-- WHAT YOU ARE ASKED TO DO --
Update the listing below by replacing every occurrence of "keypoint" with "marker". Leave everything else unchanged.
++++ EXTRACTED RECORDS ++++
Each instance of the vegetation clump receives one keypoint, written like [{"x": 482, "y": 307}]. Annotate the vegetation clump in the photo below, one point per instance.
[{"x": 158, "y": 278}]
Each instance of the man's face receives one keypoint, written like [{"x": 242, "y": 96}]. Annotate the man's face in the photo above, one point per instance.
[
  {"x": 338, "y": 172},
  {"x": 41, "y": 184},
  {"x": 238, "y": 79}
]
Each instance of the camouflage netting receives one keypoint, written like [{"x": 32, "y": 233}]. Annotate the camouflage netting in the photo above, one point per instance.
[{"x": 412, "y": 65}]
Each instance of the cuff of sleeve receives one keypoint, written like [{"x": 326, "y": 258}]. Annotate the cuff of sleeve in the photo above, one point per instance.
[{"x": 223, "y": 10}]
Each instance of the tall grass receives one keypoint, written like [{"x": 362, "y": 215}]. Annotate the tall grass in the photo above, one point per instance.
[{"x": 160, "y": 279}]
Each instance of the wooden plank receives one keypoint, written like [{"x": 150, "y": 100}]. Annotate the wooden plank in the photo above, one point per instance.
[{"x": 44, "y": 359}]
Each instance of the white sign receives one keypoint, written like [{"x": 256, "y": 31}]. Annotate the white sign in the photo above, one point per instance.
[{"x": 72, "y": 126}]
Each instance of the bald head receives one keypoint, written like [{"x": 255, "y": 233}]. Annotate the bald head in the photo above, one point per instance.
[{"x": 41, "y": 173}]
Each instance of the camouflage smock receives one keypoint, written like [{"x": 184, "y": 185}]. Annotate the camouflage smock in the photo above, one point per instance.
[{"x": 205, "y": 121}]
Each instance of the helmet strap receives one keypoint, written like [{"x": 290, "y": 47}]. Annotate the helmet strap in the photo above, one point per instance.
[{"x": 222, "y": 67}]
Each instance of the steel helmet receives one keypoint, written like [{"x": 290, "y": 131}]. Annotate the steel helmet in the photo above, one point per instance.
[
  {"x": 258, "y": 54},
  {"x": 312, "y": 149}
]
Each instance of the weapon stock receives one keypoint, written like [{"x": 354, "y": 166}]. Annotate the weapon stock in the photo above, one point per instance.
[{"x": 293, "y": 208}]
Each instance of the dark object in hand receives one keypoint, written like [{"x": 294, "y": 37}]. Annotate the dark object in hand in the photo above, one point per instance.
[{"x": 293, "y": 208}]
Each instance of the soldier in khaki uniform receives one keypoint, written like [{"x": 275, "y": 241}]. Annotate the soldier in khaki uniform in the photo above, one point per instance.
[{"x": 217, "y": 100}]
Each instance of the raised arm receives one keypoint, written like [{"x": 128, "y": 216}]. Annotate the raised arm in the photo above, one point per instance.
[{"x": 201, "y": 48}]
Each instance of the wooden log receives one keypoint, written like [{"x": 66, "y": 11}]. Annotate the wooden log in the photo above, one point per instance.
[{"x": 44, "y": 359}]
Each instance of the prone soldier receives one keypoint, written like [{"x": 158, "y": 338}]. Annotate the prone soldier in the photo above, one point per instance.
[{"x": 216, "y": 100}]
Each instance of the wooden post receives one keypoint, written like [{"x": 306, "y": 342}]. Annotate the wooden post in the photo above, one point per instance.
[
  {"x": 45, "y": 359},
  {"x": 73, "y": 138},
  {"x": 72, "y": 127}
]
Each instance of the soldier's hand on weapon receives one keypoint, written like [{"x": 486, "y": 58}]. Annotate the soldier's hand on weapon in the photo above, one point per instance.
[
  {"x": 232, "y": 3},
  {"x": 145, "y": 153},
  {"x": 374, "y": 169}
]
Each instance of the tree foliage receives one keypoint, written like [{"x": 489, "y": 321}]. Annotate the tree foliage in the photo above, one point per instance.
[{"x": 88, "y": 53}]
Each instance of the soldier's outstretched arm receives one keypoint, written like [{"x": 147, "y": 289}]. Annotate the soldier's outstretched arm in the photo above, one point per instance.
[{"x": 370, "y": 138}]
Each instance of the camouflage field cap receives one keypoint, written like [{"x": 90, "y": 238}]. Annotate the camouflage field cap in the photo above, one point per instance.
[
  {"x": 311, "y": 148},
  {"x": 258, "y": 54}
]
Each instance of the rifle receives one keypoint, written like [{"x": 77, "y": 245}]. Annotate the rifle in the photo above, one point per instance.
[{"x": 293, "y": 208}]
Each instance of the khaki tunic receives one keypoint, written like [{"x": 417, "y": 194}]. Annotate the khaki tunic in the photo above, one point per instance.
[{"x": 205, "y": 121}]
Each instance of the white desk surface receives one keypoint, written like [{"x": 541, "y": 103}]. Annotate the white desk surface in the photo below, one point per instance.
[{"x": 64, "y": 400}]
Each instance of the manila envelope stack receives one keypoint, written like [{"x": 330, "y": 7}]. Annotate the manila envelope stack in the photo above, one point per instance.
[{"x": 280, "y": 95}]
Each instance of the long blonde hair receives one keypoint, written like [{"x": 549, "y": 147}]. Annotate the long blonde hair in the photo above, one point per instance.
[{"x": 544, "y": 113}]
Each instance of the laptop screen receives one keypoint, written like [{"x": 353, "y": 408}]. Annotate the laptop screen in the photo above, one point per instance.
++++
-- THE COMPLETED TASK --
Each instance of the vegetation clump receives one marker, written like [{"x": 482, "y": 307}]. Annotate the vegetation clump in the photo below, one point per instance.
[{"x": 158, "y": 278}]
Each instance of the man's face receives one marker, written like [{"x": 242, "y": 96}]. Annotate the man's face in the photo above, one point per instance.
[
  {"x": 338, "y": 172},
  {"x": 41, "y": 184},
  {"x": 238, "y": 79}
]
Each instance of the camouflage netting receives one marker, written like [{"x": 32, "y": 233}]. Annotate the camouflage netting in the photo above, one point per instance.
[{"x": 412, "y": 65}]
Each instance of the cuff of sleeve receives one marker, written like [{"x": 326, "y": 258}]. Annotate the cuff of sleeve in the photo above, one point per instance.
[{"x": 223, "y": 10}]
Each instance of the tall grass receives one marker, written like [{"x": 362, "y": 215}]. Annotate the tall grass in the photo above, one point per instance.
[{"x": 160, "y": 279}]
Each instance of the wooden plank receives one marker, written like [{"x": 150, "y": 100}]. Annotate the wooden plank in the photo above, one point per instance.
[{"x": 44, "y": 359}]
Each instance of the white sign receives one marker, written like [{"x": 256, "y": 31}]. Annotate the white sign in the photo above, one point per instance.
[{"x": 72, "y": 126}]
Each instance of the bald head receives one marker, written like [{"x": 255, "y": 233}]. Annotate the bald head in the photo above, one point per instance.
[{"x": 41, "y": 173}]
Each instance of the camouflage smock receives one marker, written like [{"x": 184, "y": 185}]. Annotate the camouflage smock in the photo above, one point per instance.
[{"x": 205, "y": 121}]
Each instance of the helmet strap receives one marker, written like [{"x": 290, "y": 47}]. Annotate the helmet strap in the photo above, one point per instance.
[{"x": 222, "y": 67}]
Each instance of the steel helmet receives one marker, written like [{"x": 290, "y": 131}]. Annotate the steel helmet in the photo above, one point per instance.
[
  {"x": 258, "y": 54},
  {"x": 312, "y": 149}
]
Each instance of the weapon stock receives one marker, written like [{"x": 354, "y": 166}]. Annotate the weapon stock in the photo above, one point per instance.
[{"x": 293, "y": 208}]
Each instance of the dark object in hand receives one marker, written like [{"x": 294, "y": 37}]. Annotate the dark object in hand in the photo above, one point per instance.
[{"x": 293, "y": 208}]
Each instance of the soldier in khaki uniform receives one marker, written like [{"x": 275, "y": 241}]. Annotate the soldier in khaki uniform in the photo above, one point per instance.
[{"x": 217, "y": 100}]
Each instance of the raised arm receives one marker, written like [{"x": 128, "y": 216}]. Annotate the raised arm in the photo above, one point per instance.
[{"x": 201, "y": 48}]
Each instance of the wooden log receives one marker, written like [{"x": 66, "y": 11}]. Annotate the wooden log in the photo above, one point per instance.
[{"x": 44, "y": 359}]
Each instance of the prone soldier receives one marker, written like [{"x": 158, "y": 338}]. Annotate the prone soldier in the photo above, one point per instance.
[{"x": 216, "y": 100}]
Each instance of the wooden post receives one marker, written like [{"x": 306, "y": 342}]. Annotate the wooden post in the photo above, one point per instance.
[
  {"x": 45, "y": 359},
  {"x": 73, "y": 138},
  {"x": 72, "y": 127}
]
Each instance of the soldier's hand on weapon receives one marker, written like [{"x": 486, "y": 58}]. Annotate the soldier's hand on weapon in the photo above, one point per instance.
[
  {"x": 232, "y": 3},
  {"x": 145, "y": 153},
  {"x": 374, "y": 169}
]
Each instance of the tree foliage receives one marker, written like [{"x": 489, "y": 321}]. Annotate the tree foliage in the photo above, one point per instance.
[{"x": 88, "y": 53}]
Each instance of the soldier's outstretched arm receives one marker, written like [{"x": 147, "y": 289}]. Annotate the soldier's outstretched arm in the photo above, one point per instance.
[{"x": 370, "y": 138}]
Each instance of the camouflage field cap receives one marker, written like [{"x": 90, "y": 238}]. Annotate the camouflage field cap in the photo above, one point per instance.
[
  {"x": 311, "y": 148},
  {"x": 258, "y": 54}
]
Each instance of the rifle receives one marker, written like [{"x": 77, "y": 245}]. Annotate the rifle in the photo above, one point per instance.
[{"x": 293, "y": 208}]
Each instance of the khaki tunic receives one marker, written like [{"x": 417, "y": 194}]. Annotate the khaki tunic in the photo above, one point per instance.
[{"x": 205, "y": 121}]
Each instance of the white desk surface receives one marker, written like [{"x": 541, "y": 103}]. Annotate the white desk surface in the photo below, one point per instance.
[{"x": 64, "y": 400}]
Each instance of the manila envelope stack receives one marker, written like [{"x": 330, "y": 7}]. Annotate the manila envelope stack in the photo above, one point per instance.
[{"x": 280, "y": 95}]
Each instance of the long blonde hair receives one marker, written like [{"x": 549, "y": 147}]. Annotate the long blonde hair in the photo above, one point per instance.
[{"x": 544, "y": 113}]
Each instance of the laptop screen receives one marker, written like [{"x": 353, "y": 408}]. Annotate the laptop screen in the photo above, one point per instance.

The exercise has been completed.